» Text passage
================
Single-drone energy efficient coverage path planning with multiple charging stations for surveillance

Abstract

Drones have started to be used for surveillance within the cities, visually scanning the predefined zones, quickly detecting abnormal states such as fires, accidents, and pollution, or assessing the disaster zones. Coverage Path Planning (CPP) is a problem that aims to determine the most suitable path or motion plan for a vehicle to cover the entire desired area in the task. So, this paper proposes a novel two-dimensional coverage path planning (CPP) mathematical model with the fact that a single drone may need to be recharged within its route based on its energy consumption, and the obstacles must be avoided while constructing the route. Our study aims to create realistic routes for drones by considering multiple charging stations and obstacles for surveillance. We tested the model for a grid example based on the scenarios obtained by changing the layout, the number of obstacles and recharging stations, and area size using the Python Gurobi Optimization library. As a contribution, we analyzed the impact of the number of existing obstacles and recharging stations, the size and layout of the area to be covered on total energy consumption, and the total solution time of CPP in our study for the first time in the literature, through a detailed Scenario Analysis. Results show that the map size and the number of covered cells affect the total energy consumption, but different layouts with shuffled cells are not effective.  The area size to be covered affects the total computation time, significantly. As the number of obstacles and recharging stations increases, the computation time decreases up to a certain limit, then stabilizes.
================
» Aim of the exercise
Which software library does the abstract say was used to test the coverage path planning model?

» Supplied material
================
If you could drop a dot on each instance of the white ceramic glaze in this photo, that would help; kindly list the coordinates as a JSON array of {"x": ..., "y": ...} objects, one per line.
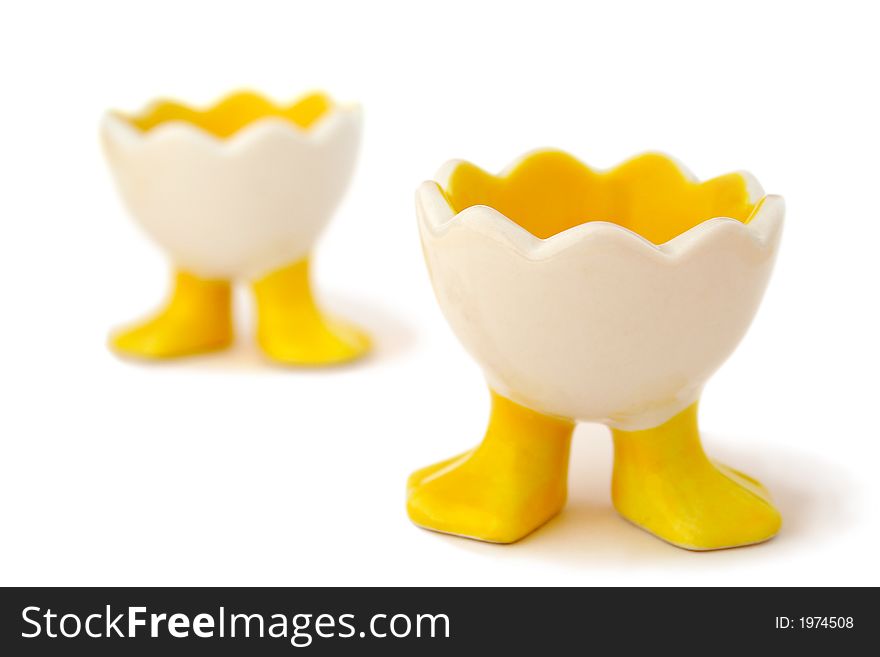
================
» Answer below
The Python Gurobi Optimization library.